- [How to complete this task]: When you reach the line containing "The client has asked us to locate the house wall", begin copying exactly, and keep going through the last line of the records below, copying nothing before it.

Collected data:
————————

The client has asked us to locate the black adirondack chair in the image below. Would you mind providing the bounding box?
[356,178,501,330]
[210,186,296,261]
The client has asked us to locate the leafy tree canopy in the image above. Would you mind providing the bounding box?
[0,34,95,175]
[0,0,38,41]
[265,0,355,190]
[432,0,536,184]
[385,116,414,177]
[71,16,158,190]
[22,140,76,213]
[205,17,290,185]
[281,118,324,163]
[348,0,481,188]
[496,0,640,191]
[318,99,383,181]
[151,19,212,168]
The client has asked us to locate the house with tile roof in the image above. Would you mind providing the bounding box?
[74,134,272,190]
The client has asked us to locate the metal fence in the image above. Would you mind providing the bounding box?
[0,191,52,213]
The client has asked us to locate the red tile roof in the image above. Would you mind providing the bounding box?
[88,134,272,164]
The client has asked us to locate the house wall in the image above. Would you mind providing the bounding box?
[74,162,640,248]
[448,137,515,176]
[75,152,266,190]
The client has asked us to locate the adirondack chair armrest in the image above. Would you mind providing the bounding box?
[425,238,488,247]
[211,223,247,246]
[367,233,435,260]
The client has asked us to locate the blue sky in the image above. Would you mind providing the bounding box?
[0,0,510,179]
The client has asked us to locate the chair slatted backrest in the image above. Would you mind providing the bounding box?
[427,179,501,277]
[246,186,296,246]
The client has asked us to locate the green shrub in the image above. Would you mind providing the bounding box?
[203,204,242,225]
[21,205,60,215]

————————

- [Task output]:
The client has asked us to locate the house wall in the image above. Would you mind providing the bounding box?
[74,162,640,248]
[448,137,515,176]
[75,152,266,190]
The client has asked us to locate the adirondack chair armrest in the image above. Would you mind providing the bounding box?
[425,238,488,247]
[211,223,247,246]
[367,233,435,260]
The client has asked us to locate the blue sky in the image above. Would you mind providing the bounding box?
[0,0,510,179]
The client has asked us to locate the chair slatted backrest in the image above. Would you mind providing the bounding box?
[427,179,501,277]
[246,186,296,246]
The client has asked us to locate the green shrub in the image above. Would you mind providing the bounding box?
[203,204,242,225]
[21,205,60,215]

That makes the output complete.